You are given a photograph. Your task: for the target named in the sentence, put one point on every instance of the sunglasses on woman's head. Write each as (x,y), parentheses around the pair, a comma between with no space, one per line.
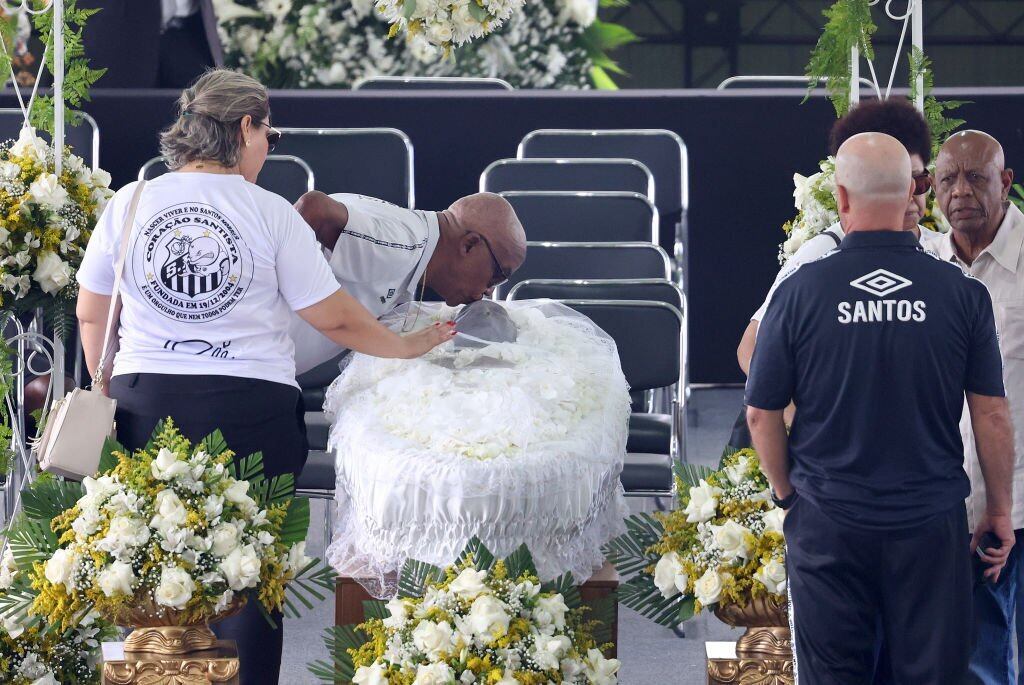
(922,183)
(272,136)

==

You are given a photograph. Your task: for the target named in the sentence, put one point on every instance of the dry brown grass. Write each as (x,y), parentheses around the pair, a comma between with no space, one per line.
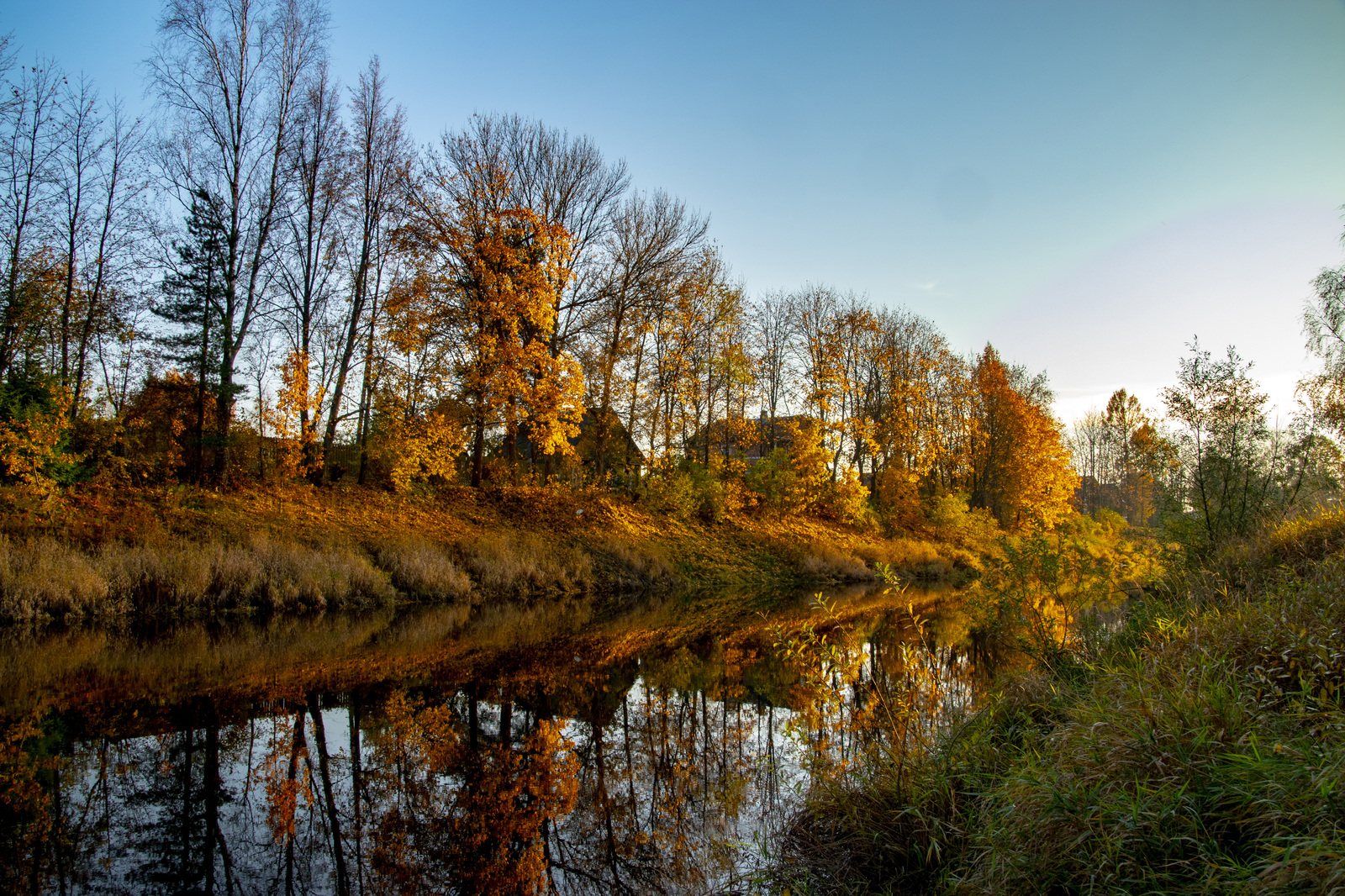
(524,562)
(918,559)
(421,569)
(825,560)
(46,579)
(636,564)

- **What you have to do**
Pick out each line in the entries above that contains the string "comma", with case counting, and copy those lines.

- **Result for this exercise**
You are given a photograph. Your task: for the target named in the sentence, put one point on every instance of the sunglasses on woman's head. Write each as (x,y), parentheses around the pair, a comma between with no space, one per line.
You are given a photograph. Your task: for the target named in the sentence, put one point on every instance of the dry brown grass. Write each as (x,y), parentheses around the pair, a comma between with no space, one per line.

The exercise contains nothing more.